• [Excerpted text]

Ms. Bennis noted that immediately after 9/11 happened, the world stood in solidarity with the United States. A French newspaper even printed “We are all Americans now” in French. But she said that empathy and solidarity was squandered in the first 24 hours when then president George Bush announced that the response would be to take the world to war, which resulted in antagonism towards the United States. “The war in Iraq consolidated that opposition, and it’s never really gone away,” she said.

Ms. Bennis said right now, it’s the people of the U.S. who are dangerous. “People in say New Zealand, which is among the best in keeping the virus at bay, keeping down the numbers of cases, keeping down the numbers of deaths, doing really good contact tracing and all of that, really good with masks, really good with all the things that we’re not doing right here. The last thing they want is a bunch of people coming in from the United States who are potentially infected with the virus and have it to start all over again,” she said.

“If we look at the question of U.S. foreign policy, I think the extremism of the Trump administration even before the pandemic had further alienated and antagonized both governments and people around the world, and that includes the xenophobia, it includes the racism, it includes the homophobia … the misogyny, all of those things,” she added. “I think when the United States rejected the World Health Organization in the midst of this pandemic, to say we’re leaving the WHO, we’re going to stop paying our dues, we don’t want to be part of the world’s response, I think there was enormous anger at that for exactly the right reasons. Because other governments understand the degree to which a global pandemic can only be combated by a global response. And here’s the U.S. doing among the worst of all the countries saying we don’t want to be part of the rest of the world,” Ms. Bennis explained.

• [Work instruction A]
Answer these questions about the Bennis excerpt, one per line:
(i) What did a French newspaper print after 9/11?
(ii) Which country does Ms. Bennis name as among the best at keeping the virus at bay?
(iii) When leaving the WHO, what did the United States say it would stop paying?
• [Work instruction B] Proceed with the Bennis excerpt on U.S. standing in the world, writing on from its final sentence.

[Region pointing data]
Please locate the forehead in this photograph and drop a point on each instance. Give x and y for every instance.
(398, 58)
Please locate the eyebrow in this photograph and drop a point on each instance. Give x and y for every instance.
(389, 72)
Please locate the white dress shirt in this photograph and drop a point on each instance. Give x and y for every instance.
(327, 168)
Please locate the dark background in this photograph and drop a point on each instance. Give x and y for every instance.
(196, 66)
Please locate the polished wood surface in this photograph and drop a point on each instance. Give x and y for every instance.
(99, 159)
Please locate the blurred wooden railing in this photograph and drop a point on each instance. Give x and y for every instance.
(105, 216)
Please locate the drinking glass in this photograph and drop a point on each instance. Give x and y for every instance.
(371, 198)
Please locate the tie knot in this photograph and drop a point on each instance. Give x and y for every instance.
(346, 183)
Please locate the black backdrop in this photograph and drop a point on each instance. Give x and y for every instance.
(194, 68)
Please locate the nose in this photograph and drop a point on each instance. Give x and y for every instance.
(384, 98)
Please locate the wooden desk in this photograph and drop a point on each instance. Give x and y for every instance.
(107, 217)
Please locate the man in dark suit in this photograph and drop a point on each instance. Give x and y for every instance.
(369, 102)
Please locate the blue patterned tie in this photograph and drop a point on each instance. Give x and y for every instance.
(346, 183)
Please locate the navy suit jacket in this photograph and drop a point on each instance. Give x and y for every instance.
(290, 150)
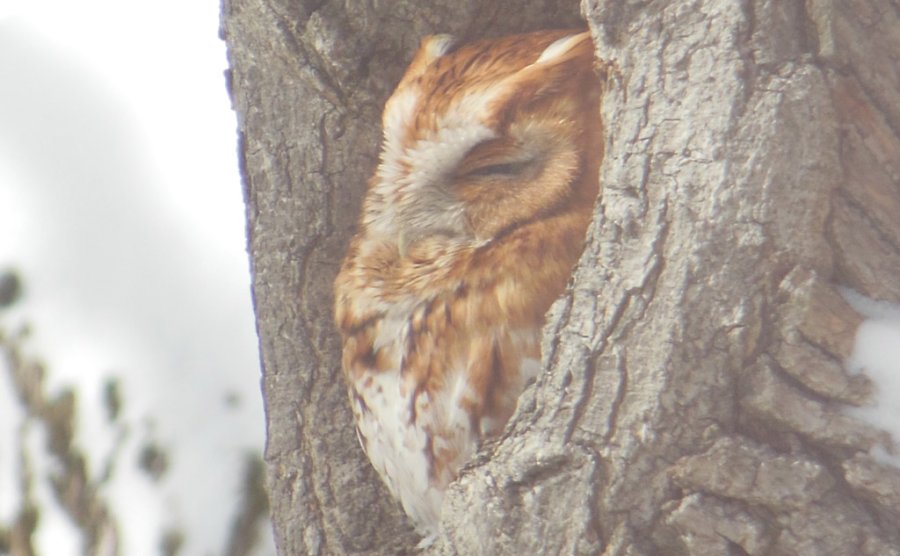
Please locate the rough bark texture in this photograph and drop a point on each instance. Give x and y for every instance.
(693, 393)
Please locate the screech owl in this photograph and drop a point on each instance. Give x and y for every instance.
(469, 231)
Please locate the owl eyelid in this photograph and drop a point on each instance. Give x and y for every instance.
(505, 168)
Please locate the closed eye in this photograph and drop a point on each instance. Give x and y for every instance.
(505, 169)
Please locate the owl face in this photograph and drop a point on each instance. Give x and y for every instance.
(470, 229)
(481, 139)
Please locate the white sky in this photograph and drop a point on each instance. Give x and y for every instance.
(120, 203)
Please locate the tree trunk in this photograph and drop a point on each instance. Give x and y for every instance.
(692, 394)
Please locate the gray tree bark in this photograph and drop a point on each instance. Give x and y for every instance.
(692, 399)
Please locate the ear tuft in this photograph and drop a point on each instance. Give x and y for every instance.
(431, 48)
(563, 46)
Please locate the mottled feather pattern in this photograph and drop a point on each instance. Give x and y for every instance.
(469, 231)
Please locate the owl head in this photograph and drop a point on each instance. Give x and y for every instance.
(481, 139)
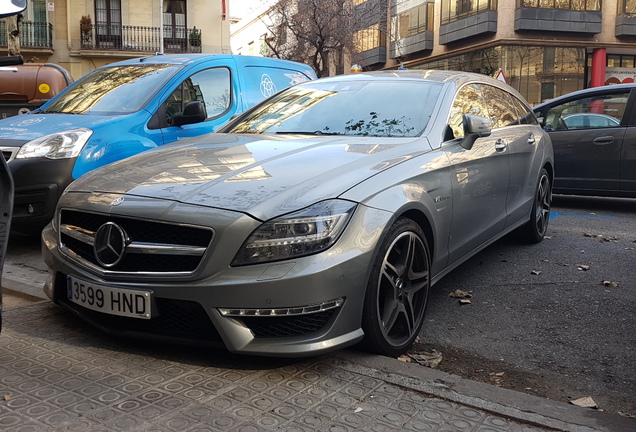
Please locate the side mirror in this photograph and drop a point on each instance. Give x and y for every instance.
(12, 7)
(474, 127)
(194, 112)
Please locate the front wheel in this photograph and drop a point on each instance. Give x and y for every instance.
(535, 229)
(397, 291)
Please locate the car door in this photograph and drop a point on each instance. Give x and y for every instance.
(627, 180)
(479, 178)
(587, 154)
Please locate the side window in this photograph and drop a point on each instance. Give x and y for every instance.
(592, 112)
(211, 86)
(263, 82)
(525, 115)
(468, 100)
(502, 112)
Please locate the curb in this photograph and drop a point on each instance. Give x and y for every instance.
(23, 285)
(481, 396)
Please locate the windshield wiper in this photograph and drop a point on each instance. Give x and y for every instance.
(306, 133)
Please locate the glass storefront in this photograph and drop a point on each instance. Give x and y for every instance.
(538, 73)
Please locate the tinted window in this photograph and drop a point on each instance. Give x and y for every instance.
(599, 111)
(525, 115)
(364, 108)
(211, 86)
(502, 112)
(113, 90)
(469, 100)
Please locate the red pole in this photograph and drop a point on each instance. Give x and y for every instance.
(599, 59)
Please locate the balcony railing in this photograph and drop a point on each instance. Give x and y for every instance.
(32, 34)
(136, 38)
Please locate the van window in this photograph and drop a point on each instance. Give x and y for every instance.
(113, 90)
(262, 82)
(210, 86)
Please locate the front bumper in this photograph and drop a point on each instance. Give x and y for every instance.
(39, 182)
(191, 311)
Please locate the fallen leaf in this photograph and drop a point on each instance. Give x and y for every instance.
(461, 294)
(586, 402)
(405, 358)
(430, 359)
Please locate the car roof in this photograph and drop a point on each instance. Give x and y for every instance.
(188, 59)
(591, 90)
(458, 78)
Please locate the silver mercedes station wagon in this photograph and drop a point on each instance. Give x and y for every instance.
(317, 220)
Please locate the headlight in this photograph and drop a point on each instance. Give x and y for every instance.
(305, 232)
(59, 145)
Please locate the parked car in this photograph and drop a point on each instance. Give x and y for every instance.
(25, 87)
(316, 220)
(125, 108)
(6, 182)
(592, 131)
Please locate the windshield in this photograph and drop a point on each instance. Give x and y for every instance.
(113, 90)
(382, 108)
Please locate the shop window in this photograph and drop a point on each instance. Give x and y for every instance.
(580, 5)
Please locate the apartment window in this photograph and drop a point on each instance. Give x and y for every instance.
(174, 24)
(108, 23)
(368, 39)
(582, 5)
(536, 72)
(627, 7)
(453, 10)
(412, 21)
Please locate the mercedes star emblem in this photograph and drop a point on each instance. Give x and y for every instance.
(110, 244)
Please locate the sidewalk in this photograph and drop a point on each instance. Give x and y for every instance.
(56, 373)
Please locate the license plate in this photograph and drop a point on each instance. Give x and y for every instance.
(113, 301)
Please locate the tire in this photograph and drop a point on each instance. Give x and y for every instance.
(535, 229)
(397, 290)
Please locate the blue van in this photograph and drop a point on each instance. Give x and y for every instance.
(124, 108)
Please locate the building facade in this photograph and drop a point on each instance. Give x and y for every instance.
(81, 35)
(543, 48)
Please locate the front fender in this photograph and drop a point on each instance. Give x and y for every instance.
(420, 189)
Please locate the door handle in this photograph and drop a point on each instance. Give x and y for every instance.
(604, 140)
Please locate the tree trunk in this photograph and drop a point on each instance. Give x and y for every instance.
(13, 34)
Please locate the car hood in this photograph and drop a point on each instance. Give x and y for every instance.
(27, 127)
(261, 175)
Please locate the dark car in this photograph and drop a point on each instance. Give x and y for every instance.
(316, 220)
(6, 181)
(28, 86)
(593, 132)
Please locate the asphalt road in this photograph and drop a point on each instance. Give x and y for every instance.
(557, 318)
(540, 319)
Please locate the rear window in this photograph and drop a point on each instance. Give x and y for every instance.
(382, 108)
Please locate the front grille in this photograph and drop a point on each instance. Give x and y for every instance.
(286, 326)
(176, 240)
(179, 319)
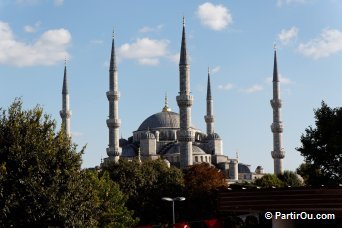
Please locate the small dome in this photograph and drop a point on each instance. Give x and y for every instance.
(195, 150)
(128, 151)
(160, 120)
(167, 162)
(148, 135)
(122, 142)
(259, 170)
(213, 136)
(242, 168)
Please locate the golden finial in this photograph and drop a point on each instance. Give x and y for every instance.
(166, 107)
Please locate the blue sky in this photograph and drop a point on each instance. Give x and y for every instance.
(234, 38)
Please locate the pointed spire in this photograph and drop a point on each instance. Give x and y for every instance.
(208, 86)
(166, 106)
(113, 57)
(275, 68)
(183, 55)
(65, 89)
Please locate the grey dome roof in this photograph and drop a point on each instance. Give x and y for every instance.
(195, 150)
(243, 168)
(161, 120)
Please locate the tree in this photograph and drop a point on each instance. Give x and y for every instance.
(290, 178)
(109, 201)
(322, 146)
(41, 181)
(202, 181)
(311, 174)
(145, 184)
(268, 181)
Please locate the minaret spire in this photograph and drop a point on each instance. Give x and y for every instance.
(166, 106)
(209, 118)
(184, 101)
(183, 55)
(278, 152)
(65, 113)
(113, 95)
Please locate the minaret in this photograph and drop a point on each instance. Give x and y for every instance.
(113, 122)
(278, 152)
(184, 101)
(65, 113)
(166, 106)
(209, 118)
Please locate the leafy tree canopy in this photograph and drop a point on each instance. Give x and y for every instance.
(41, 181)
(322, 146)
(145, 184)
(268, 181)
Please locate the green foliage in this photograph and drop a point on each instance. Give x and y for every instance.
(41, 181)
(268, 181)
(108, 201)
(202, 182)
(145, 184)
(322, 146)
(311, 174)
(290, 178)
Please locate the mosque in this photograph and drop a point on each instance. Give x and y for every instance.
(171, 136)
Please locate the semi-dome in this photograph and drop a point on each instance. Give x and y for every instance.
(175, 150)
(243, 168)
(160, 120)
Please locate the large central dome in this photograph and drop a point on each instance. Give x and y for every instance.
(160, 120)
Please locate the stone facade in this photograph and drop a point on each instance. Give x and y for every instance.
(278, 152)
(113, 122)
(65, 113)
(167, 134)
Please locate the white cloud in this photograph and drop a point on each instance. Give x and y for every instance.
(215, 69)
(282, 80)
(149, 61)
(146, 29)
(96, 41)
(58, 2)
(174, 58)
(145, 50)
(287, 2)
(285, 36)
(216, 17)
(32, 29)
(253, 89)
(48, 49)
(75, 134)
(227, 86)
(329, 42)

==

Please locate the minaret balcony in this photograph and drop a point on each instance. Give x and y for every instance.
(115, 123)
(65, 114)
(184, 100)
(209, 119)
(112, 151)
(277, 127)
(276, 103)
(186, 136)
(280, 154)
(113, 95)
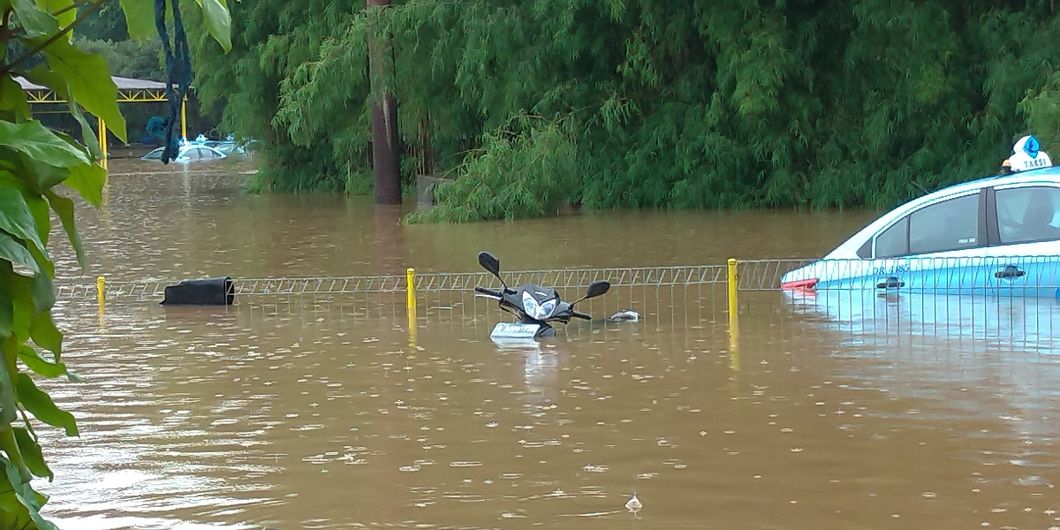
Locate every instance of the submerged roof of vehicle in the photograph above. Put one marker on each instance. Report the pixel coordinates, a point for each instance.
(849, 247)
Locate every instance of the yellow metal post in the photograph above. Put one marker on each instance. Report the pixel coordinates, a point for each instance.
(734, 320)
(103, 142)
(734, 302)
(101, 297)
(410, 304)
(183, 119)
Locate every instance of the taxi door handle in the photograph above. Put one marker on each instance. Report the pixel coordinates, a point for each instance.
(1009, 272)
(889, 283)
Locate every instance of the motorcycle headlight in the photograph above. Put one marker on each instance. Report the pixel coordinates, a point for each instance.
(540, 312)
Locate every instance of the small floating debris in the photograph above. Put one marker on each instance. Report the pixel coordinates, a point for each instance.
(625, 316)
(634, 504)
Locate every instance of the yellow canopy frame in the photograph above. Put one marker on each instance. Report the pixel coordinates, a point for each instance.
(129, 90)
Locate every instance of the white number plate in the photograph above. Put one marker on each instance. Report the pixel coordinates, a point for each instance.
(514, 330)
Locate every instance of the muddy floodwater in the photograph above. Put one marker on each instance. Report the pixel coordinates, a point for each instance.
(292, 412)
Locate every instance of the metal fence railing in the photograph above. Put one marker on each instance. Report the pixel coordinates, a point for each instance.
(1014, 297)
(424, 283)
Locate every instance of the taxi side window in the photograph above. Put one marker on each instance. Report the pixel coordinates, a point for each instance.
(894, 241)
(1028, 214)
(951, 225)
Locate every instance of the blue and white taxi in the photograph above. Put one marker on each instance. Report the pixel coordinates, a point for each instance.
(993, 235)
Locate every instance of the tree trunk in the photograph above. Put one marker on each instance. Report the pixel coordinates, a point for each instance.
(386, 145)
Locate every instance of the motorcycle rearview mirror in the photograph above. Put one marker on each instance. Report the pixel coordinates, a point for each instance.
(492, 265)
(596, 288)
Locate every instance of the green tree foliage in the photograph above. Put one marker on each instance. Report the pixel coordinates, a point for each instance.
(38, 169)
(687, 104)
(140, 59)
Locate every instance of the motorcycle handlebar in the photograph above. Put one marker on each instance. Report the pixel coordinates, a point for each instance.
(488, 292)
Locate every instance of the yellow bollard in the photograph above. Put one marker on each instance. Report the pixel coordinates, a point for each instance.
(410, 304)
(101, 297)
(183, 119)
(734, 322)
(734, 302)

• [Final answer A]
(i) "We are all Americans now," printed in French.
(ii) New Zealand.
(iii) Its dues.

• [Final answer B]
“It did make the existing antagonism towards U.S. policies worse, and whatever administration comes next is going to have to clean up a lot of the impact of that at the United Nations and elsewhere.”

 In His monumental book “The Fall of America,” the Most Honorable Elijah Muhammad wrote: “America has not only lost and is still losing friendship all over Asia and Africa … but she is now losing friendship right here with her next-door neighbors, Central and South America.” The Nation of Islam patriarch for decades warned that America would lose its standing in the world among the other nations. The Honorable Minister Louis Farrakhan, His top student and National Representative, has also cautioned America about her loss of friendship.

“America’s loss of control is a sign of the decline of her world. This fall can be checked, if America would believe in the warnings given by the Honorable Elijah Muhammad, coming through me, warnings that I am not saying of anything that is not written in the Bible that we should expect in this time,” the Minister has warned.

Demetric Muhammad, assistant Student Minister of Muhammad Mosque No. 55 in Memphis, said in a message to The Final Call that the Covid-19 response by the American government is an element in America’s loss of stature abroad. 

“America had also banned travel from countries just as she has also been banned. When the Honorable Elijah Muhammad discussed the various calamities plaguing America, he referenced the scripture when it states, ‘This is the beginning of sorrows,’” said Demetric Muhammad, a member of the Nation of Islam Research Department.

The Honorable Elijah Muhammad also warned: “America is falling. Her doom has come, and none said the prophets shall help her in the day of her downfall. In the Bible, God pleads with you to fly out of her (America) and seek refuge in Him (Rev. 18:4).”